▸ YOUR GOAL
Which lines of the data contain the string "shirt"? Show each of them.

########

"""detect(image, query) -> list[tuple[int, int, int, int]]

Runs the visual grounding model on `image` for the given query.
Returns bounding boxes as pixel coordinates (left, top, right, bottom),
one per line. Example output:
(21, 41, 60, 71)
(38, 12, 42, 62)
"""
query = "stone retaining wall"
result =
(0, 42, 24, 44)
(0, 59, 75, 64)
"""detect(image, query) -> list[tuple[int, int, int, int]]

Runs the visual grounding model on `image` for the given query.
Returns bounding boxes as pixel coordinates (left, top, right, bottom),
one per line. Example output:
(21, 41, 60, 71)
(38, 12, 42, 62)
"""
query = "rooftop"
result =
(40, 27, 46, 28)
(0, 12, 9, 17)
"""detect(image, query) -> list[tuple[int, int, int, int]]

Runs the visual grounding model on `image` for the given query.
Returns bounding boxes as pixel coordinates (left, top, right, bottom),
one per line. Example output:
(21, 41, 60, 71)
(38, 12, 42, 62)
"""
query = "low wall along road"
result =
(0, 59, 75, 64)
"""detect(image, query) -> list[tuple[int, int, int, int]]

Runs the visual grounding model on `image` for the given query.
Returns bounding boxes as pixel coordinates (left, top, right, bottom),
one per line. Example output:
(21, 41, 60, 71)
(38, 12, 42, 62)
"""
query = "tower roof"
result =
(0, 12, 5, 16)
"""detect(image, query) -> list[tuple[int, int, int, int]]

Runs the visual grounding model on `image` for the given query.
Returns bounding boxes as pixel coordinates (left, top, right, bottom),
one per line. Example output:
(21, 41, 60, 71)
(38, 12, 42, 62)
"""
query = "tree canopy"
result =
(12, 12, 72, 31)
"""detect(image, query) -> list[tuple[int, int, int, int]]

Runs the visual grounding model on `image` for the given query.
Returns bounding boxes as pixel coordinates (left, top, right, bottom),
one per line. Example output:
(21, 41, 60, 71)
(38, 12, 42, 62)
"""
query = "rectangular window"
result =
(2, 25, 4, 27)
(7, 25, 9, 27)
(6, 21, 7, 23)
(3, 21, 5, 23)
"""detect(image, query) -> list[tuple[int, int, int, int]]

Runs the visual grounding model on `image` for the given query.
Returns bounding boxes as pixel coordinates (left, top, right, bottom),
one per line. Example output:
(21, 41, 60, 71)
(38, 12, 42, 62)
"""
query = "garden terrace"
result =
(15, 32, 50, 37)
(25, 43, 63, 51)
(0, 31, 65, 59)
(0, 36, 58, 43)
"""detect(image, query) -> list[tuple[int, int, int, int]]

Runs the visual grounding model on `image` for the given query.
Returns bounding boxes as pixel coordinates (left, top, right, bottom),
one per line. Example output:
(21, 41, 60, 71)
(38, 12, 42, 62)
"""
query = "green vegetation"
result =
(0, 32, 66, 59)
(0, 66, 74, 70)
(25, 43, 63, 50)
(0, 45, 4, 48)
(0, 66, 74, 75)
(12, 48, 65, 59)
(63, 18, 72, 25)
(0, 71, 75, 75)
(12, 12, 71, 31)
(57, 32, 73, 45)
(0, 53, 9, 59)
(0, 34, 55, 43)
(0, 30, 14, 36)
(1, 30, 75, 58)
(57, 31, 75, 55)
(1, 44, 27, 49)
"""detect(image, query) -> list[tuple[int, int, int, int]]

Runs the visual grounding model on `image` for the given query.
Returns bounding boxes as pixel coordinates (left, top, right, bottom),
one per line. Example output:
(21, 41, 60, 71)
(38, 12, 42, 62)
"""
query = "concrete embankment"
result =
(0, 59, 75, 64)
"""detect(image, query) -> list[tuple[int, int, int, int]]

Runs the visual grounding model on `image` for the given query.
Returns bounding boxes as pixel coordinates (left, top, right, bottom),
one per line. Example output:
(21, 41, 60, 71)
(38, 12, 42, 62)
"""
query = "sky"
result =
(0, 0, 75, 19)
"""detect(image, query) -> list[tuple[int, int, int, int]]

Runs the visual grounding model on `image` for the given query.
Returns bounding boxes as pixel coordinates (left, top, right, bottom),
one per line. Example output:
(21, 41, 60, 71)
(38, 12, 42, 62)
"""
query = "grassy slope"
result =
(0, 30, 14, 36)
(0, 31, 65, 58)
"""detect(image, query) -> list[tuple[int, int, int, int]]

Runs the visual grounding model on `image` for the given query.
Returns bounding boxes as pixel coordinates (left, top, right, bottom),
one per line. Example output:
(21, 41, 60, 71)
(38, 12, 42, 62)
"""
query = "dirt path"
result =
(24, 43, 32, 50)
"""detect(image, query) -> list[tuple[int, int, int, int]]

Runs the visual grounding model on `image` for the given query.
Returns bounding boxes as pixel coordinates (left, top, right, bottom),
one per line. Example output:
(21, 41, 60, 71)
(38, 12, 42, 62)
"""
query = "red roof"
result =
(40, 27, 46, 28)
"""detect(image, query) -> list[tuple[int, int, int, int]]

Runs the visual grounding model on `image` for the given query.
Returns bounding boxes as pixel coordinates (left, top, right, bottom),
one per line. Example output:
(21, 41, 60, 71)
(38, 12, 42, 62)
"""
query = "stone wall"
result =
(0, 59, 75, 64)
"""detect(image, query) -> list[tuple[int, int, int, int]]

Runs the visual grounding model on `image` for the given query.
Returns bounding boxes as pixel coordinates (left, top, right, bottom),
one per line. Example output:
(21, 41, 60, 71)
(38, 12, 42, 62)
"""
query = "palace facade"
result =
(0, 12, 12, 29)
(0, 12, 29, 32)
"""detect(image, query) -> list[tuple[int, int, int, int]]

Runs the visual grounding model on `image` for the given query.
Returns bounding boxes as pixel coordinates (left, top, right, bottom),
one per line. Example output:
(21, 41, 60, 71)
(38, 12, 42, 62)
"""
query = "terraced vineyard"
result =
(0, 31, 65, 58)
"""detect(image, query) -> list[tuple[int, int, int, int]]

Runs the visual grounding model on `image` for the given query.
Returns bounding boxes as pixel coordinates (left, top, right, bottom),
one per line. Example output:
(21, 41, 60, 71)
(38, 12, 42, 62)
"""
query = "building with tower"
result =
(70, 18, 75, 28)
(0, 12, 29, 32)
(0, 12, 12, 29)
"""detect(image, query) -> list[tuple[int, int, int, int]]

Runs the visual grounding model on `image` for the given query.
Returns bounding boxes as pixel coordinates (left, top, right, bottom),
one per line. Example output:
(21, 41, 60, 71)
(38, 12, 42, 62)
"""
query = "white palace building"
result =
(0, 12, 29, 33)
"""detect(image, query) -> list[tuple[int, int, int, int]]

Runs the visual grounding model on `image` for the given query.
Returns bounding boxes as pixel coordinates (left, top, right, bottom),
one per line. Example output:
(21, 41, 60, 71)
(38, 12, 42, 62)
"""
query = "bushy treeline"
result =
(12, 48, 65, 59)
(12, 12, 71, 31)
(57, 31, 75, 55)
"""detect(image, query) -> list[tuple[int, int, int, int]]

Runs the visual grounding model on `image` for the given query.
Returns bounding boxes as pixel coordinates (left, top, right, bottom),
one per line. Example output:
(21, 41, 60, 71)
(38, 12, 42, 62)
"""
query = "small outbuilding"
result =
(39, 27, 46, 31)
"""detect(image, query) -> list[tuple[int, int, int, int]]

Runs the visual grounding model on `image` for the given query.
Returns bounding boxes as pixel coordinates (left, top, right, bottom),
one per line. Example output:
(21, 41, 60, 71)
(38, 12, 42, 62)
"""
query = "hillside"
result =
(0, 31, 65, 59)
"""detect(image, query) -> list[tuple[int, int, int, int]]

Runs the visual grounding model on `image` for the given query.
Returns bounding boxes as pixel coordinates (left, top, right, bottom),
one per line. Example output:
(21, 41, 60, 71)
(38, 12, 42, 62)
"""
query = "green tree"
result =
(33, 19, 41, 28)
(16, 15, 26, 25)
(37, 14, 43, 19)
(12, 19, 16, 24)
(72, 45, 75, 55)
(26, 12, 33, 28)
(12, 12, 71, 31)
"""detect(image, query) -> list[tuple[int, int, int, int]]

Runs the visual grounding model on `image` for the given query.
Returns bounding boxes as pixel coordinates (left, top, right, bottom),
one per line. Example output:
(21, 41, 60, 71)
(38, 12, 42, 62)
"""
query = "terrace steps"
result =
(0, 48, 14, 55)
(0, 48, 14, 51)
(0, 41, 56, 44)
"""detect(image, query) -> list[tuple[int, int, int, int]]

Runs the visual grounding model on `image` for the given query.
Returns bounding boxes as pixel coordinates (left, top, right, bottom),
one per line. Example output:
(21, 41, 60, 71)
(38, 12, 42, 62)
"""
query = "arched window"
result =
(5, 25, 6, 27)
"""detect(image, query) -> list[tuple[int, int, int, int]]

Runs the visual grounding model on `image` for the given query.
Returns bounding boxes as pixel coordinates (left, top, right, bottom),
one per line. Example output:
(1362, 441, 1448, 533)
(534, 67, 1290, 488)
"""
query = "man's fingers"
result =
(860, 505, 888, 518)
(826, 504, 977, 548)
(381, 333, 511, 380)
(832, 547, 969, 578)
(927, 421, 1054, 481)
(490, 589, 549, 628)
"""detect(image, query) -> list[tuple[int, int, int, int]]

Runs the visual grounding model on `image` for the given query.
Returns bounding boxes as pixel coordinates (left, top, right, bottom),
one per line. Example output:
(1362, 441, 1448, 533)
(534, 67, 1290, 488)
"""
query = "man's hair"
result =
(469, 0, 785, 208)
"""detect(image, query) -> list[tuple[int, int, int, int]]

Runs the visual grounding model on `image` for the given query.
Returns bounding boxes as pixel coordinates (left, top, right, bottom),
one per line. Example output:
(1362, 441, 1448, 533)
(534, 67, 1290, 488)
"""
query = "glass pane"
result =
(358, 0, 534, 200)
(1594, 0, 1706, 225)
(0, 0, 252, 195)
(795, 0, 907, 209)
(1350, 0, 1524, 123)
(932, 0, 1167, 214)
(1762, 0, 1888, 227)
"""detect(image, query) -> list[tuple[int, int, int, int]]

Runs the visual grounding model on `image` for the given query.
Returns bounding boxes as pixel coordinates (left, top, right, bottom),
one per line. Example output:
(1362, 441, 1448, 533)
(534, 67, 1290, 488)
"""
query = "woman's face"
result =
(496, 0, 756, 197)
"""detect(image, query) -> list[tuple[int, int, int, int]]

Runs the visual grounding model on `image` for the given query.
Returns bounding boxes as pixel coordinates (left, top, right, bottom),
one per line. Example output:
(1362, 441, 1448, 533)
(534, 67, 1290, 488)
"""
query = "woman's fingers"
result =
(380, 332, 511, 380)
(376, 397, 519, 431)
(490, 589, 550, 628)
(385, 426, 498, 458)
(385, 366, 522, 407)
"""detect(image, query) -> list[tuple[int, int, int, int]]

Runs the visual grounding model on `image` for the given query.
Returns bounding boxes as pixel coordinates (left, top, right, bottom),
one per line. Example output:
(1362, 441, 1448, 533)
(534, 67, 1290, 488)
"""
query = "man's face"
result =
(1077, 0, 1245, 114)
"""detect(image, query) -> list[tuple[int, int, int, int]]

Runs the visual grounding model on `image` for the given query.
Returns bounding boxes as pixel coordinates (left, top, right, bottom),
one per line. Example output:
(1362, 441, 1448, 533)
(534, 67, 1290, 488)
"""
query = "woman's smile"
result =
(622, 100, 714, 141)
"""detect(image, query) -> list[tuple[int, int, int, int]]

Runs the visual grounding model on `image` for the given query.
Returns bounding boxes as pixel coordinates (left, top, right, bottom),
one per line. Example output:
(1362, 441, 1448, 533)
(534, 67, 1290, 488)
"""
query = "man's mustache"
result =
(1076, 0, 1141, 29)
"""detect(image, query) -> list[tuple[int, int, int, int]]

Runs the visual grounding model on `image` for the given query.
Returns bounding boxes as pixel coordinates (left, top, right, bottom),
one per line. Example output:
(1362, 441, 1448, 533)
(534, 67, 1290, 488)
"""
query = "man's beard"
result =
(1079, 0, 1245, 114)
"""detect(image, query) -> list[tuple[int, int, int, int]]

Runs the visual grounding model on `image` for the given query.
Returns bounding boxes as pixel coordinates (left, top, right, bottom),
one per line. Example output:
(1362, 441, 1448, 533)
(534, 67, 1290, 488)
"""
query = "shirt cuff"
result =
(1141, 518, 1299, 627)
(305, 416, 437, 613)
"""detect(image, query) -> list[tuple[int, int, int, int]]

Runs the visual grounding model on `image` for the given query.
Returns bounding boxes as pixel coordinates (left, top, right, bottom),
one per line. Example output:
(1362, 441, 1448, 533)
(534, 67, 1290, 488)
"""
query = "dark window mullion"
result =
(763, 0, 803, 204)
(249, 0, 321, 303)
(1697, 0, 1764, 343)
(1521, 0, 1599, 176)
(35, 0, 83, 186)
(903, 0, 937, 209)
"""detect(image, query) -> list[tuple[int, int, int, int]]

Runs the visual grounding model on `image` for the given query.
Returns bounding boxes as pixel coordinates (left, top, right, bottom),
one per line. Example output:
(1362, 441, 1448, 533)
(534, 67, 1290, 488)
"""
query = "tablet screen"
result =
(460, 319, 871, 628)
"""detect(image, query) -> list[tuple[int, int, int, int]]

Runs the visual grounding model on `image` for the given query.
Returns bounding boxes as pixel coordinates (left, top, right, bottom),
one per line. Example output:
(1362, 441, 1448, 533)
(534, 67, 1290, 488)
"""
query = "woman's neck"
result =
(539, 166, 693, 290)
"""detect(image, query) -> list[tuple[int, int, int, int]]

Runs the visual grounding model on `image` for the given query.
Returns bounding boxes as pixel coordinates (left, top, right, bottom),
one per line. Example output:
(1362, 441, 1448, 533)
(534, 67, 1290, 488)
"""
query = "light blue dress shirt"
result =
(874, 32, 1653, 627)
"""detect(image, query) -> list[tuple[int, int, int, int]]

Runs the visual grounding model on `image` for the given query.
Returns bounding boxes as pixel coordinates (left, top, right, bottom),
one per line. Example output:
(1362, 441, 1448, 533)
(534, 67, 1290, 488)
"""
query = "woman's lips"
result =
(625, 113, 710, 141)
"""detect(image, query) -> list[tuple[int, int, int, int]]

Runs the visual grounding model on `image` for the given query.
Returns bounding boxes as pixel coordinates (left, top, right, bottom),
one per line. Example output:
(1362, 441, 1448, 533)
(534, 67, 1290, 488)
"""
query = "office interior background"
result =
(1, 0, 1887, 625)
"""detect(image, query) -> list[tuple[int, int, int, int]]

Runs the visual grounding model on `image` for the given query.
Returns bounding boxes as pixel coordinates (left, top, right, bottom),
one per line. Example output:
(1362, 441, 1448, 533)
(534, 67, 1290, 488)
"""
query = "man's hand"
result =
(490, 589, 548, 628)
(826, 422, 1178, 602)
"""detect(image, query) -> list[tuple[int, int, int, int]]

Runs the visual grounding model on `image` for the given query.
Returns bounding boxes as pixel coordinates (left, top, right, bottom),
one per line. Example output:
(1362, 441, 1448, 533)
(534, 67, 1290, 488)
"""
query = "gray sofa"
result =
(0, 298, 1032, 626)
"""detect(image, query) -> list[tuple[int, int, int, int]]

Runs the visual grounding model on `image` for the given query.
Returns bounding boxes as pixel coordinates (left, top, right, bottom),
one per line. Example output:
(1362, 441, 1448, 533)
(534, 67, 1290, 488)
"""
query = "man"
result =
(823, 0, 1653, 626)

########

▸ ANSWER TO THE PROBLEM
query = "shirt cuff"
query = "light blue dress shirt"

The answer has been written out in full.